• **Okuma Metni**
◆ ◆ ◆ ◆ ◆

“Türk-Rus
ilişkilerinin geleceği karanlık değil, ancak Türk-Amerikan ilişkilerinin
geleceği artık eskisi gibi ABD lehine parlak olmayacak!”
21.
Yüzyılın ikinci on yılında Dünya’nın elinde bütün kumpasların ana kaynağı olan Amerika
Birleşik Devletleri’nden kurtulmak için büyük bir fırsat var, ancak
kullanamıyor. 3 Ekim günü ABD Kongre binasından
duyulan silah sesleri, ABD’ye bir 3. Dünya ülkesi profili kazandırmış durumda.
Silah
seslerinin Washington'daki Kongre ile Beyaz Saray’ın bütçe kavgasına renk
kattığı açık. 30 Eylül 2013 Pazartesi akşamı bütçe mali yılı bitti, ama ABD
Kongresi 1 Ekim’de başlayan yeni bütçe için Obama hükümetine yetki vermedi ve Amerikan
hükümeti kapatıldı. Obama, çaresizlikle kıvranırken devletin 'temel'
görevlerini ifa edenler olarak sınıflandırılanların dışındaki çalışanlara 1
Ekim’de zorunlu iş bırakma emri verdi. İstihbarat
teşkilatlarının istihdam edilen personelinin %70’i bile zorunlu izne ayrıldı.
Kapatma’da
3. gün yaşanırken Obama çılgına dönmüştü: "Bu 'pervasız ve zarar verici
Cumhuriyetçi hükümet kapatması'nın sonlanmasının tek yolu var: Kongre'nin
hiçbir ideolojik koşullar eklemeden hükümetin fonlanmasına yönelik bütçeyi
geçirmesi. Bütçeyi oylayın, bu maskaralığı durdurun, bu kapanmaya son verin
hemen!"

◆ ◆ ◆ ◆ ◆

• **Listelenen Kayıtlar**
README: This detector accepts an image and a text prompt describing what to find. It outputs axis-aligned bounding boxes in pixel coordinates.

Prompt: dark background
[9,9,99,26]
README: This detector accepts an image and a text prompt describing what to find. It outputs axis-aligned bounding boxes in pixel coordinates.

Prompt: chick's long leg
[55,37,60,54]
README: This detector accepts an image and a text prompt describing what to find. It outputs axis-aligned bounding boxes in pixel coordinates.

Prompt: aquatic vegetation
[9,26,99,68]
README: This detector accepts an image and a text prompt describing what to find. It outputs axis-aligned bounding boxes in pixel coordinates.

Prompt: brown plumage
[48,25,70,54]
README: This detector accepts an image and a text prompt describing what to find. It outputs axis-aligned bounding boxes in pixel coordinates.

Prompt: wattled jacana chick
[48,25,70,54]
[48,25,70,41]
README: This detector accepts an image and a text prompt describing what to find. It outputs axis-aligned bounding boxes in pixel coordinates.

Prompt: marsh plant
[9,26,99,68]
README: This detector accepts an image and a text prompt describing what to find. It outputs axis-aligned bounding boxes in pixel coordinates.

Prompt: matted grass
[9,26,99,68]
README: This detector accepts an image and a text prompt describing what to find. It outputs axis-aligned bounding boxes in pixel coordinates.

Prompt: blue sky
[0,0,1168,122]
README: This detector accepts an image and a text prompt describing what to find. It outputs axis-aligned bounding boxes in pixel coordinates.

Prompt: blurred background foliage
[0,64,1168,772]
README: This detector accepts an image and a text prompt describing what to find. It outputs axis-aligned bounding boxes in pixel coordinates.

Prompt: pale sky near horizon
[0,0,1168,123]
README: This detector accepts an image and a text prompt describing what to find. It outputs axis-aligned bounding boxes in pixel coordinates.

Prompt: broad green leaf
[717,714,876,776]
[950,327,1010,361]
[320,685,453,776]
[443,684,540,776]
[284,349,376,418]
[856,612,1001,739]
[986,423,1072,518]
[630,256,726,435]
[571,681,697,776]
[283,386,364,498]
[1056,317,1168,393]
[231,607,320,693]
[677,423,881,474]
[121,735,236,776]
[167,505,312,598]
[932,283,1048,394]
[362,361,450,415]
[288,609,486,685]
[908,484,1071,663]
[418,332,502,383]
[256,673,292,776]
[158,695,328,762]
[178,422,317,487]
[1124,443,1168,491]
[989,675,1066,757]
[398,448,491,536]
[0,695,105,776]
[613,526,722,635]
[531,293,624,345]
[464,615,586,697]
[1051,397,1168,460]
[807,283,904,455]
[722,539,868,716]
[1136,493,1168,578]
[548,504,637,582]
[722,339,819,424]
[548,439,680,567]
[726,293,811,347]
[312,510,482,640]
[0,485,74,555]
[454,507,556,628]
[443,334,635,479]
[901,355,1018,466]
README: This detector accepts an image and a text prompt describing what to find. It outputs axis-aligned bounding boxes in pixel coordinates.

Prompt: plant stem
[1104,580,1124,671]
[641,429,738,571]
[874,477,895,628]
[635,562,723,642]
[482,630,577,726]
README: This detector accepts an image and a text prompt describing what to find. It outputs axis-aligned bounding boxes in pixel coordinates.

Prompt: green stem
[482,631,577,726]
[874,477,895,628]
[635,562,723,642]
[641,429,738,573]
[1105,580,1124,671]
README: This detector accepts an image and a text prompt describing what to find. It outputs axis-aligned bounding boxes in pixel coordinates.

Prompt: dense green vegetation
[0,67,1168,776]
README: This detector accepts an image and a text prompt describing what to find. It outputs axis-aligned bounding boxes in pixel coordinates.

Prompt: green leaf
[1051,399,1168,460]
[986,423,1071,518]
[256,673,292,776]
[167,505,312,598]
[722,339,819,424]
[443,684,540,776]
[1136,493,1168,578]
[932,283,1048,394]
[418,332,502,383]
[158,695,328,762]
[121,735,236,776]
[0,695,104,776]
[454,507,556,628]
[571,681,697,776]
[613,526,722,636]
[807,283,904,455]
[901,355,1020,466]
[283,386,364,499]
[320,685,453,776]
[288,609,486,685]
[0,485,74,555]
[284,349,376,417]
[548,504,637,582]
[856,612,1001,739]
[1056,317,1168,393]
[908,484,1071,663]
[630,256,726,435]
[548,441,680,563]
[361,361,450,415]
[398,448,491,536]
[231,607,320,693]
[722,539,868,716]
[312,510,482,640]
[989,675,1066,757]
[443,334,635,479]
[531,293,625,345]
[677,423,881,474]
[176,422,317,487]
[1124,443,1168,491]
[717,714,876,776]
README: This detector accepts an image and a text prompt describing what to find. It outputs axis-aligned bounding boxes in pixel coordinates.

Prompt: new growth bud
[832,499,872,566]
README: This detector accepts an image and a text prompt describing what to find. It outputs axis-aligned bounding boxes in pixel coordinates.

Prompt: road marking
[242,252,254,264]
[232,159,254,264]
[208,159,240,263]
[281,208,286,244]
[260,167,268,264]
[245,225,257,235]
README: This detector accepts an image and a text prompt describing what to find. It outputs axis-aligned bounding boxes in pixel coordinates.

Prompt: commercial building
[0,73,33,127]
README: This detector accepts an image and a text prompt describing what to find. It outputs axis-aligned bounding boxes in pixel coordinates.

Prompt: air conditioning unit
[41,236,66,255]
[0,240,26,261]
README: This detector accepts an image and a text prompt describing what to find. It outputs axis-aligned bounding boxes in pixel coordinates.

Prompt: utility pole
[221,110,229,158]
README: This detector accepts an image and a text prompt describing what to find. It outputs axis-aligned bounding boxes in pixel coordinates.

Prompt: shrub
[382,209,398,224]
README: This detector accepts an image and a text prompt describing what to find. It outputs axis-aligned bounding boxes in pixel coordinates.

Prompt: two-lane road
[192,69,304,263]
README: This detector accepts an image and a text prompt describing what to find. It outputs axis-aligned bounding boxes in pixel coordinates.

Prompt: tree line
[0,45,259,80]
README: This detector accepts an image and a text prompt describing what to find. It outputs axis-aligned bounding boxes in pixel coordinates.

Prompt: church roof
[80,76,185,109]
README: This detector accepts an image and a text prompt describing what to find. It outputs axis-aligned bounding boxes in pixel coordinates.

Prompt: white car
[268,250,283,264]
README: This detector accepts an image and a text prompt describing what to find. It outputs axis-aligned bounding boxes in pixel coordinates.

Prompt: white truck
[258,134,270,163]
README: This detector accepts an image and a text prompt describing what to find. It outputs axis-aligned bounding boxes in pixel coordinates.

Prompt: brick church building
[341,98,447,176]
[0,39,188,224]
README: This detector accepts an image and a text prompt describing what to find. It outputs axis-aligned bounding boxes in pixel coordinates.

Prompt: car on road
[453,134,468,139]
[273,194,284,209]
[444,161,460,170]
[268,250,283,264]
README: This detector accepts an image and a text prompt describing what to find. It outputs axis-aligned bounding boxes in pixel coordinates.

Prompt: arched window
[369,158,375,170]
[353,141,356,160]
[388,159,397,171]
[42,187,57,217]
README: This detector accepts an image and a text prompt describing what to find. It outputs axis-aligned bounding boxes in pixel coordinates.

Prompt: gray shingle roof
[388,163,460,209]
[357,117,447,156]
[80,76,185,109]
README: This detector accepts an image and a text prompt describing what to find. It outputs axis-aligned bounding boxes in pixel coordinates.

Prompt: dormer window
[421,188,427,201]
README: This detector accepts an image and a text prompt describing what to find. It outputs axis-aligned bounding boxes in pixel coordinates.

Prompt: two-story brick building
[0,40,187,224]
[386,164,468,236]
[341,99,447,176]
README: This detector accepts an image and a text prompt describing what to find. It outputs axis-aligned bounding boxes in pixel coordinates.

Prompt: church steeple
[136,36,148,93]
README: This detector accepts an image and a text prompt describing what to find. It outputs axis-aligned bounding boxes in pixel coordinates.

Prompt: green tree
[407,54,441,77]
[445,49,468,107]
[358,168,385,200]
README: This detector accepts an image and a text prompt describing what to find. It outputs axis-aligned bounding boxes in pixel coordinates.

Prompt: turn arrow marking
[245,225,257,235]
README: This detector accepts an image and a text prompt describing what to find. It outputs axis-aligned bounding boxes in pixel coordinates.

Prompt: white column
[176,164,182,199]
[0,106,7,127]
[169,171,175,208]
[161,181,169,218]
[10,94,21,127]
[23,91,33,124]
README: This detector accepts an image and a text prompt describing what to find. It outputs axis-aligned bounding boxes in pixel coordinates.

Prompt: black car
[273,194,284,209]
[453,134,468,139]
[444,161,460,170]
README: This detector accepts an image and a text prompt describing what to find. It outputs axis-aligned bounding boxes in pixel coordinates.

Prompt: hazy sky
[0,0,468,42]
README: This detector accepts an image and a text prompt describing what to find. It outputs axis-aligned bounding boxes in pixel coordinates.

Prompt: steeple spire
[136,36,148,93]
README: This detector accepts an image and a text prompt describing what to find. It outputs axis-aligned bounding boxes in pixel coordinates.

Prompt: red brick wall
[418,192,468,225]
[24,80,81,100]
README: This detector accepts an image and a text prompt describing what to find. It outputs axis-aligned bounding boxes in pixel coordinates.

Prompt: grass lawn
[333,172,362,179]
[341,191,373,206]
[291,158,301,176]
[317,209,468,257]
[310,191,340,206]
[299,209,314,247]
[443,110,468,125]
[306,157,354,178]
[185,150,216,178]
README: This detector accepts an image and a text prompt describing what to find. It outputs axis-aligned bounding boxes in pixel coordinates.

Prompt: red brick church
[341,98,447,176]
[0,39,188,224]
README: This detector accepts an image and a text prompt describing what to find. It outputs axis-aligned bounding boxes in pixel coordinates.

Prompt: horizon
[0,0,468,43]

◆ ◆ ◆ ◆ ◆

• **Görev Tanımı A**
Kayıtların ilk satırından başlayıp "[9,9,99,26]" geçen satıra kadar, o satır da dahil, bütün satırları hiçbirini atlamadan yeniden yazın. Bu sırada yanıtlardaki kutu koordinatlarını 0,95 ile çarparak ölçeklendirin ve tam sayıya yuvarlayın; yarımlar yukarı yuvarlansın.
• **Görev Tanımı B**
ABD hükümetinin kapanmasını konu alan metni son cümlesinden sonra devam ettirin.

• **Alıştırma Çıktısı A**
README: This detector accepts an image and a text prompt describing what to find. It outputs axis-aligned bounding boxes in pixel coordinates.

Prompt: dark background
[9,9,94,25]

• **Alıştırma Çıktısı B**
Dünyanın
herhangi bir ülkesinde toplu bir çöküş anlamına gelebilecek bu durum, söz konusu
ABD olunca mavi gezegen sessiz ve derin bir bekleyişi seçmişti. Çünkü; dünyanın
bütün hayat damarlarını tutan eller Amerika’daydı. Bütün ak ya da kara paranın
kontrol edildiği merkez Washington’du. Fırsatı değerlendirebilecek olan ülkeler
de bu çarka bağlıydı. Herkes suskundu, tepkisizdi ve korkuyordu. Türkiye hariç.
Türkiye’nin
terörle mücadele için istediği Predatörleri ve ülkenin savunması için
kullanılacak olan Patroit füzelerini onay vermeyerek bloke eden Kongre bu kez
bizzat Obama’yı çılgına çevirmişti. Maskaralık sürüyordu: Neo-conlar öldürmeyi
düşündükleri Obama’yı bu kez bütçe silahıyla vurmayı seçmişlerdi. Libya
Büyükelçisinin öldürülmesi, Boston Bombaları, İsrail’in ve Süveyş Kanalı’nın güvenliği
için yaptırılan Mısır’daki askerî darbe, Suriye’de yaşanan katliama verilen
dolaylı destek Obama hükümetinin imaj katline yürüyen süreçlerdi; temel
aktörler de neo-con vahşilerdi.
Bunlar,
aynı zamanda İslamî duyarlılıkları güçlenen Türkiye’nin küresel güç olma
stratejisini de özel hedef olarak seçen gelişmelerdi. Neredeyse bütün
komşularıyla sınırları kaldıran Türkiye’yi durdurmuşlardı. 2011 sonrası sınırlara
ordularını, uçaklarını, füze rampalarını sürmekten başka seçeneği olmayan bir
Türkiye resmediliyordu dünyada. Duran,
durmaktan başka çaresi olmayan, Sıfır Sorun Stratejisini askıya almaya zorlanan
ve aslında aşağılanan Türkiye’nin sıkışmışlık psikolojisini yırtan doğru
politikalar üretmemesi imkansızdı.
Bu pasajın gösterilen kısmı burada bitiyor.